= Record set =
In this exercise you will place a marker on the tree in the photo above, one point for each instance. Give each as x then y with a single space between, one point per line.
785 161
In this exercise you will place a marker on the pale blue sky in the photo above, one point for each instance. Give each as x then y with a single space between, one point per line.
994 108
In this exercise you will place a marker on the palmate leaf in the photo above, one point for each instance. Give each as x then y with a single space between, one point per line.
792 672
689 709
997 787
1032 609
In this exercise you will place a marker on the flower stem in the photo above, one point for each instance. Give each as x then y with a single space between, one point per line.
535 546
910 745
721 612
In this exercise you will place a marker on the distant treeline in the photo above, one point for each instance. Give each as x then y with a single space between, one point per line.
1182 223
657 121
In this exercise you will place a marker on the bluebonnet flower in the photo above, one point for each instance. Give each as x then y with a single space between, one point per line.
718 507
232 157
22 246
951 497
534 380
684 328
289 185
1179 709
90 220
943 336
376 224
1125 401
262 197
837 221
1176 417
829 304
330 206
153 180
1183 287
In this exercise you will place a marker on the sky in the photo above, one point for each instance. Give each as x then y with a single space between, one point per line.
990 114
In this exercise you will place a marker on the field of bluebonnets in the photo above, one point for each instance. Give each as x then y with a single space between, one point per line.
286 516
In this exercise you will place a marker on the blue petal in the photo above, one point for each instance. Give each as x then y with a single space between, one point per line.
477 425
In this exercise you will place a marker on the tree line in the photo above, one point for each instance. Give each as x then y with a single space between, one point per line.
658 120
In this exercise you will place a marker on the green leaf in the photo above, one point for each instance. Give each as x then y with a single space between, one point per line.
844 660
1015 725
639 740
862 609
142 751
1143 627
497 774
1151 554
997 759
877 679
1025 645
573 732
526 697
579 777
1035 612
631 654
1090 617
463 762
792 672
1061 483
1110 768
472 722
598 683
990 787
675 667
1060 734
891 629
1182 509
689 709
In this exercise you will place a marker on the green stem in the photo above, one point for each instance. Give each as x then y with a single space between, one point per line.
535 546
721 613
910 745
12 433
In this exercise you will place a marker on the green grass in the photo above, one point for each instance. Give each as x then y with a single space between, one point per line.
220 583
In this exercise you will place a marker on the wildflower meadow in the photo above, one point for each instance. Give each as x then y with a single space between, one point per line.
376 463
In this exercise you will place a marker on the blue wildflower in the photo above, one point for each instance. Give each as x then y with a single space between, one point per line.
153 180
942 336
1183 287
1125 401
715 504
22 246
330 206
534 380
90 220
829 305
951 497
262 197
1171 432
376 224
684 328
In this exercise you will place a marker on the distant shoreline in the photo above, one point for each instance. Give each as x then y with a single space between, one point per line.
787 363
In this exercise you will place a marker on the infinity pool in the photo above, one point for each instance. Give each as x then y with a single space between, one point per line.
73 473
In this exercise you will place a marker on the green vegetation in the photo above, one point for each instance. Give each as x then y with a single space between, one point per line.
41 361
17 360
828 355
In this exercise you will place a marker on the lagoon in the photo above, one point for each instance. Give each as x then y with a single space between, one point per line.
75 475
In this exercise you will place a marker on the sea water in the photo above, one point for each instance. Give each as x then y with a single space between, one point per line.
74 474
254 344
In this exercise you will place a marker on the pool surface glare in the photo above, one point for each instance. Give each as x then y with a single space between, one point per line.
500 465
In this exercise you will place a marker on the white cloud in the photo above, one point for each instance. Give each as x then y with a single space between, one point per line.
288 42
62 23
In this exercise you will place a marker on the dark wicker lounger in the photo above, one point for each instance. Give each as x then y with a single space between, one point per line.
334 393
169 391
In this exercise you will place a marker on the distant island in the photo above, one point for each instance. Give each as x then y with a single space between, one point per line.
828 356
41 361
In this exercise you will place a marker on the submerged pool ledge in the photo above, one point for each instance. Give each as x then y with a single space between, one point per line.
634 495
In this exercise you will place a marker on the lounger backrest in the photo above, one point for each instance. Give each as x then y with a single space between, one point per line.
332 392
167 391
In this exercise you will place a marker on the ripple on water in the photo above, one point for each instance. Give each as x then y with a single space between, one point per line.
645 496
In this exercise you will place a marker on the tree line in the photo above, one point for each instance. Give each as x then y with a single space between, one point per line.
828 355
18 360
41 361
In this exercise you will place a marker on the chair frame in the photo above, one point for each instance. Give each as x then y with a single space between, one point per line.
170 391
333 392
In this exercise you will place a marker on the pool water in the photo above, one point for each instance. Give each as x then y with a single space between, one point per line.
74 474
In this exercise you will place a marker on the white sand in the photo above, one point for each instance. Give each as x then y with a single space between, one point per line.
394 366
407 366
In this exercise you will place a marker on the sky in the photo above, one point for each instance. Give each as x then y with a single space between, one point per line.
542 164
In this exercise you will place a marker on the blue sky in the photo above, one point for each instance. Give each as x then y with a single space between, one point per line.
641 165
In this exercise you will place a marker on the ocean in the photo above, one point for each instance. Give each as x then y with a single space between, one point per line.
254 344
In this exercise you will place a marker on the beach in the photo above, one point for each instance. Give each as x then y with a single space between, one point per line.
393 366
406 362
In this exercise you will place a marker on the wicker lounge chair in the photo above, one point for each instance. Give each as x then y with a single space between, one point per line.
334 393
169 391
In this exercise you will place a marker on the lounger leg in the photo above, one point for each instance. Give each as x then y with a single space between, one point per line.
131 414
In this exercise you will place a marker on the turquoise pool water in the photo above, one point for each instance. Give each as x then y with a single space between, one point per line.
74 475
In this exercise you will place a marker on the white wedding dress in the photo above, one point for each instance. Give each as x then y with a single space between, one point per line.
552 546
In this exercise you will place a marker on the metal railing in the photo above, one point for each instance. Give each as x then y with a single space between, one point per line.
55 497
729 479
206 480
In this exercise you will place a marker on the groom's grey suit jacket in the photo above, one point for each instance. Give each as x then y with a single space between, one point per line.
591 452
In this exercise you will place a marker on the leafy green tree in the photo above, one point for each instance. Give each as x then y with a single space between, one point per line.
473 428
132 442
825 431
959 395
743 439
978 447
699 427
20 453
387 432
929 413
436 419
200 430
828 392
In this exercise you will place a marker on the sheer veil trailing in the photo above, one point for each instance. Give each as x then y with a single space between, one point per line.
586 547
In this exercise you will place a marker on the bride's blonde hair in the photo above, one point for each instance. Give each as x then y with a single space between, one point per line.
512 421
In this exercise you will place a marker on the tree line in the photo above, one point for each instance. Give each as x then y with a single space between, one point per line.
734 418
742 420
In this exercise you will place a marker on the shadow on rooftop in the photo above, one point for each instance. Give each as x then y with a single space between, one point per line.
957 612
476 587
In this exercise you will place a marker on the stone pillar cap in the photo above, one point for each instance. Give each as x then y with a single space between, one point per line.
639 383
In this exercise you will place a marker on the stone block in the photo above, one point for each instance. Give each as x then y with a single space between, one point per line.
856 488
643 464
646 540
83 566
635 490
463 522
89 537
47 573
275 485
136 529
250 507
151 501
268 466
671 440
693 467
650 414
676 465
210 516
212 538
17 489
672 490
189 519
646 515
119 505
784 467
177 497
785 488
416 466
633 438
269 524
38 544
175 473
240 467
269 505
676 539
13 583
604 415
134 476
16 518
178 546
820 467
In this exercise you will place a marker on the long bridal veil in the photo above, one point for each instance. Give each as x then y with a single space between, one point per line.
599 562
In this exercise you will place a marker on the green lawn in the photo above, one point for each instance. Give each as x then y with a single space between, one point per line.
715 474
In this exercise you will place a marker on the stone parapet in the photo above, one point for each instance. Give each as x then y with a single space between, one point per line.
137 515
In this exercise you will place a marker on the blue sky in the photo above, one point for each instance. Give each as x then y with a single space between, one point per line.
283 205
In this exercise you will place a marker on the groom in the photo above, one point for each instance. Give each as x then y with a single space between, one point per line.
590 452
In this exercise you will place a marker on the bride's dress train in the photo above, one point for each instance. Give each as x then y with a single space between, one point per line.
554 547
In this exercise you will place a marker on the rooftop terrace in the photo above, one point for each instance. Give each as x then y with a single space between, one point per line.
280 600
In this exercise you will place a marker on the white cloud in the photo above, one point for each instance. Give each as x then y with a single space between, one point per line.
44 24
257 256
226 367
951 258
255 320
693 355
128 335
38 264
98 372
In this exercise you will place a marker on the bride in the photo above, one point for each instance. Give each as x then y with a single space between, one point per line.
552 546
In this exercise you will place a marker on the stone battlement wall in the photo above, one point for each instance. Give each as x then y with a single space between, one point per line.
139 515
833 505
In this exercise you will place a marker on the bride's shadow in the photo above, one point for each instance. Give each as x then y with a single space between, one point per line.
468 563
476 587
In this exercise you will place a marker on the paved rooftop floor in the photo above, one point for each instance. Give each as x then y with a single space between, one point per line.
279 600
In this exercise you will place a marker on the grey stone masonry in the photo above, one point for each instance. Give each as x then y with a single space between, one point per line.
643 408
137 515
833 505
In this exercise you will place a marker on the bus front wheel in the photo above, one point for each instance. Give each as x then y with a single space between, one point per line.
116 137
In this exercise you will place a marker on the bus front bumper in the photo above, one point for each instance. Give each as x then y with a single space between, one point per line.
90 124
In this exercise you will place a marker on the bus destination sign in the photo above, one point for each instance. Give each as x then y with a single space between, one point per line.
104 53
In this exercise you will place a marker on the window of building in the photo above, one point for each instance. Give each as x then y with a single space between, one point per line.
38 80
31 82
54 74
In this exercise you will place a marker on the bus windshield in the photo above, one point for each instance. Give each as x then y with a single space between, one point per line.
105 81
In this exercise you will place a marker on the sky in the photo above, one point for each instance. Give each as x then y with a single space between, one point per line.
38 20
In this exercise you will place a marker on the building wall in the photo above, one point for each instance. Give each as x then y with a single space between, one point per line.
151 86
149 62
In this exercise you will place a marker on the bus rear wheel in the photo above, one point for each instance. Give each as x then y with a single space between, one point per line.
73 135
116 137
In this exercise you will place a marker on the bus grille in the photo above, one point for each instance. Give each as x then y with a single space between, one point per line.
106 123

= Exercise =
Restate the final lines of the listing above word for word, beginning at the line that contains "the bus grille".

= Solved problem =
In this exercise you will place a marker on the bus grille in the photo above, one point for each instance. Give each as x then y with a single space between, one point per line.
106 123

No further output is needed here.